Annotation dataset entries
= = =

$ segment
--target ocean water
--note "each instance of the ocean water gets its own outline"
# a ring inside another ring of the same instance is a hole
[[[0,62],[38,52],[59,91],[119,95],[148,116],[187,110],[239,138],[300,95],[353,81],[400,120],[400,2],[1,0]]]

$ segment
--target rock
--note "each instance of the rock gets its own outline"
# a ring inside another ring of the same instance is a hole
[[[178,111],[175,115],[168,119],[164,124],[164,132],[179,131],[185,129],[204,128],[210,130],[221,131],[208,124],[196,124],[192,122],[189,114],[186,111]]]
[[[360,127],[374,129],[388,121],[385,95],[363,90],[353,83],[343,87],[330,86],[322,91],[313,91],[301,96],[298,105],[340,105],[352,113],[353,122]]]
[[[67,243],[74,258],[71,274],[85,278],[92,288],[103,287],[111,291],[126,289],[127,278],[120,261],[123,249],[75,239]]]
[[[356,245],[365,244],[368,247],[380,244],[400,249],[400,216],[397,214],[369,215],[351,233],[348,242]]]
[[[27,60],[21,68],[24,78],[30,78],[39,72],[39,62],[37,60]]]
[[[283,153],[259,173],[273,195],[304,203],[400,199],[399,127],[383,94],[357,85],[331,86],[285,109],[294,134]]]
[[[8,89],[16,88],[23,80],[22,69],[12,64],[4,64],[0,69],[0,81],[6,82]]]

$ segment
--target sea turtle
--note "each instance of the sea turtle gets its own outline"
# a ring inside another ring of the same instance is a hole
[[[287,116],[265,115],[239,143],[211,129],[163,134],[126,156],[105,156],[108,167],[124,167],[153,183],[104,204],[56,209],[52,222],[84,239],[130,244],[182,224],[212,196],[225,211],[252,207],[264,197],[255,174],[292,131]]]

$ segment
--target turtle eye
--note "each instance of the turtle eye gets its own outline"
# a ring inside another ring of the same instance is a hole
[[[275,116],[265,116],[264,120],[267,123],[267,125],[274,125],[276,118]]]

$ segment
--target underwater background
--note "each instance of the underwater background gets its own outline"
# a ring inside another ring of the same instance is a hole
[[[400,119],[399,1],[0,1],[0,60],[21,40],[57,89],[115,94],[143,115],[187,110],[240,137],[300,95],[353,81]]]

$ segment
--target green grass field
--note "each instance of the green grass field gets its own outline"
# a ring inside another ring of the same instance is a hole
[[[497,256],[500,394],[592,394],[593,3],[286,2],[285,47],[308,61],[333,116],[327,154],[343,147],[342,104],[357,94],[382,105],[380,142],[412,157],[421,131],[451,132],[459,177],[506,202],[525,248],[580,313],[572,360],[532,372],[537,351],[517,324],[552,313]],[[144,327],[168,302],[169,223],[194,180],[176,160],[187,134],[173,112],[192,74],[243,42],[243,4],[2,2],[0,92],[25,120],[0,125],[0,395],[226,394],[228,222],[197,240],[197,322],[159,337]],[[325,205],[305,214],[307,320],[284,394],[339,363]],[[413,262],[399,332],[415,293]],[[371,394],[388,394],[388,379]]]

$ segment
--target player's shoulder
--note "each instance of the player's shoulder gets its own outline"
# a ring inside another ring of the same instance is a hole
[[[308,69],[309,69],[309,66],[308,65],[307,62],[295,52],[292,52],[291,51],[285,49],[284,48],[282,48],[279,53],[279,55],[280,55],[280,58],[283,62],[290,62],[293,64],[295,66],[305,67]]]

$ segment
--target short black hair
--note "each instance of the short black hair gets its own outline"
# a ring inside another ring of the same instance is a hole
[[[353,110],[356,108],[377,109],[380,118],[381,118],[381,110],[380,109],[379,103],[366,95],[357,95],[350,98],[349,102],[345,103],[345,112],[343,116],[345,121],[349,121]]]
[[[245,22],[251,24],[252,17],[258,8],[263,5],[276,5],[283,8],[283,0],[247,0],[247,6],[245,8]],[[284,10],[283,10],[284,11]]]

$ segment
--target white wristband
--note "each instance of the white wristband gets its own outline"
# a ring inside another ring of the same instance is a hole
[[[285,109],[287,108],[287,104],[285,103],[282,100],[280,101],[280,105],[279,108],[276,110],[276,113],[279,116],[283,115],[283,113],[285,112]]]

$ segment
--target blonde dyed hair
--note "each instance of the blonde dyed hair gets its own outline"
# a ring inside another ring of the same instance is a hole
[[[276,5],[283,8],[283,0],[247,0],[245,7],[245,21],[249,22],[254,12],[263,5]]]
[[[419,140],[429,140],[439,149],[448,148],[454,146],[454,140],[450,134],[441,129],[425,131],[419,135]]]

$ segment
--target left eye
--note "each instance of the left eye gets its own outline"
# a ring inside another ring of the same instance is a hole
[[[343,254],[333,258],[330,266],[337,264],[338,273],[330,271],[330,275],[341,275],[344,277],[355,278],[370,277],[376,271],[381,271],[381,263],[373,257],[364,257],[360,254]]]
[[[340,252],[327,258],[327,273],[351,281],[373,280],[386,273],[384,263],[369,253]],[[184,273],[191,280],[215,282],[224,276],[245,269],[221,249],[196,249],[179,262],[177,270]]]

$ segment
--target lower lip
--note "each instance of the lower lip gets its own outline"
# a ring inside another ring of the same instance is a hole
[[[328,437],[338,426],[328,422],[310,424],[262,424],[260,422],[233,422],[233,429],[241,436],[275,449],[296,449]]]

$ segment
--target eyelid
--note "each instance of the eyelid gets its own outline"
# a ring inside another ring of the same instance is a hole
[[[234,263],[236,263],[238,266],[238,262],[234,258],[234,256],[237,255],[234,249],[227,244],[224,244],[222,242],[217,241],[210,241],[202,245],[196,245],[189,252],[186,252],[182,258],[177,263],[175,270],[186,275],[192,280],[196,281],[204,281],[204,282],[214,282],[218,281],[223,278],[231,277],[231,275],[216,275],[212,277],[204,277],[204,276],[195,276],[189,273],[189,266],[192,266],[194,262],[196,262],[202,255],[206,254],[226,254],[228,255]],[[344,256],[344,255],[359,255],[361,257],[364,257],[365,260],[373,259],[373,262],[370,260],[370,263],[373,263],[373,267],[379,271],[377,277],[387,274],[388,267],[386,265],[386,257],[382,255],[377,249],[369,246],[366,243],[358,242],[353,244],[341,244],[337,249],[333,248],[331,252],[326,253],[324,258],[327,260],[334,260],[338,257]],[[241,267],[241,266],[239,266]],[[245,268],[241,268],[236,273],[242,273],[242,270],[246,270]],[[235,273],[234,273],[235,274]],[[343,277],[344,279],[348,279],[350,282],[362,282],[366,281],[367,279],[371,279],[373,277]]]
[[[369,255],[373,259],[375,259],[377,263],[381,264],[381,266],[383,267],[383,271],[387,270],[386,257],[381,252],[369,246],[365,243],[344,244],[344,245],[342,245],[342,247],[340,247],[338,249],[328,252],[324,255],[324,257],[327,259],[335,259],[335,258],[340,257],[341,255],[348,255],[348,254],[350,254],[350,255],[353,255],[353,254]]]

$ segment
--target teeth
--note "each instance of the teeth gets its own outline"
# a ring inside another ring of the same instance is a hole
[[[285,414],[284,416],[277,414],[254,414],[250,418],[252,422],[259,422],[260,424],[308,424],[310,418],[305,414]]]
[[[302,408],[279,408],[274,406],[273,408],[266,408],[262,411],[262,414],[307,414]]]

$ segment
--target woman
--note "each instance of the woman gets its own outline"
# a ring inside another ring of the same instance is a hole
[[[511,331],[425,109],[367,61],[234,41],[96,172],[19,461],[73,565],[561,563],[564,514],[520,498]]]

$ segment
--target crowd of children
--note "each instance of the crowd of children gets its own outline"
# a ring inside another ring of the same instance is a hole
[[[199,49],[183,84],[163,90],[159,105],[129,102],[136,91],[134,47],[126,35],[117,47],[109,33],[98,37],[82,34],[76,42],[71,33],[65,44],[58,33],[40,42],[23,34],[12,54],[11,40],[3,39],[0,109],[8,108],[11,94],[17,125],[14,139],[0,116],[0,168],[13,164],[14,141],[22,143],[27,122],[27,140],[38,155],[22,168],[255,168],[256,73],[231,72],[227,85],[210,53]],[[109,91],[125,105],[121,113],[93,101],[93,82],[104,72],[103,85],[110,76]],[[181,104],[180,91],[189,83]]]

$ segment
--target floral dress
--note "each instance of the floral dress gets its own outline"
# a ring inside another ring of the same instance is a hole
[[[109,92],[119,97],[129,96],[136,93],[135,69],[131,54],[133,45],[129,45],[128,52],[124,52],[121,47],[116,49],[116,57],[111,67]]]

= = =

### Objective:
Locate each line in the records above that contains the word "dyed", matching case exactly, and copy those lines.

### Result for this exercise:
--target blonde dyed hair
--note "each instance of the blonde dyed hair gets its own outline"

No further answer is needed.